# Goal of the exercise
Pick up the passage on Northwest Coast Indigenous art and formline design after its final sentence and carry it on.

# Text passage
▼▼▼
Indigenous art from the Northwest Coast is often characterized by strong graphic elements, stylised forms, and bold saturated colours. In prints, masks, textiles, and paintings, repeating forms unfold in mesmerizing patterns within spatially balanced compositions. Often, figurative representations of animals and humans undergo a radical rearrangement of features and limbs to suggest the metaphysics of transformation. Principles of design such as configuration, expansion, and distribution, are used across mediums, producing captivating and visually striking representations.
The Use of Formline Design
Contemporary Canadian Indigenous artists such as Susan Point, Robert Davidson, and Dylan Thomas draw on formline design, an artistic style and practice developed earlier by artists such as Bill Reid (Haida). Formline compositions, with their ovoid shapes, expanding and contracting thick lines, and u-forms, represent cosmological principles of space and balance, often through images of animals and symbols of specific cultural meaning.
▲▲▲
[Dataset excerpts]
▼▼▼
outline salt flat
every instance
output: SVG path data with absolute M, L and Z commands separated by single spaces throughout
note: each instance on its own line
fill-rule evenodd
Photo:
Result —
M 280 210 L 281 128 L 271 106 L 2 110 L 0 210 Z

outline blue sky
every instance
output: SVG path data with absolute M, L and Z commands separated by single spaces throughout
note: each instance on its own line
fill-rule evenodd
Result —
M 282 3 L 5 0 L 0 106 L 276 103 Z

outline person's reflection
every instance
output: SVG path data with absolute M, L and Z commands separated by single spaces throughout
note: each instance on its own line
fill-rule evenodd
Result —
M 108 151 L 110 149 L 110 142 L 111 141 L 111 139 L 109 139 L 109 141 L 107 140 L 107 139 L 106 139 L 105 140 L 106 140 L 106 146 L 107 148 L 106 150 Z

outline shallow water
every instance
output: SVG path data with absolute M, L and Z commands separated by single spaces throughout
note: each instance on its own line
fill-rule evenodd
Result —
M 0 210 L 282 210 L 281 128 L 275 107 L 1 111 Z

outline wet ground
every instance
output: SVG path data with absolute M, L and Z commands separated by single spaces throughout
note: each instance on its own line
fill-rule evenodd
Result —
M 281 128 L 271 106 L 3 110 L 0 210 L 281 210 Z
▲▲▲
# Answer below
A Pacific Northwest Exhibition
We are thrilled to present the first of a series of Indigenous art exhibitions on ArtRow, and we are starting with artists from where we live, work, and play: the Pacific Northwest. Coast Salish, Kwakwaka’wakw, Heiltsuk, and Haida artists are producing dazzling works that visually represent their histories, ancestors, traditions, and emerging art practices. In this exhibition, we highlight historical prints, wood carving, and emerging practices in printmaking and painting.
A Small Part in Raising the Volume of Indigenous Voices
The art world, like all modern colonial structures, is infected by power imbalances and, as such, Indigenous voices have been lacking or silenced. While collecting Indigenous art can be fraught with legacies of domination, at ArtRow, we hope to inspire responsible learning and acquisition.
ArtRow is a platform run by non-indigenous people and we do not wish to speak for the artists listed here, who represent diverse cultures, places, and practices. We stand beside these artists as they continue to produce rich and poignant works that are balanced between the realms and that connect past to present.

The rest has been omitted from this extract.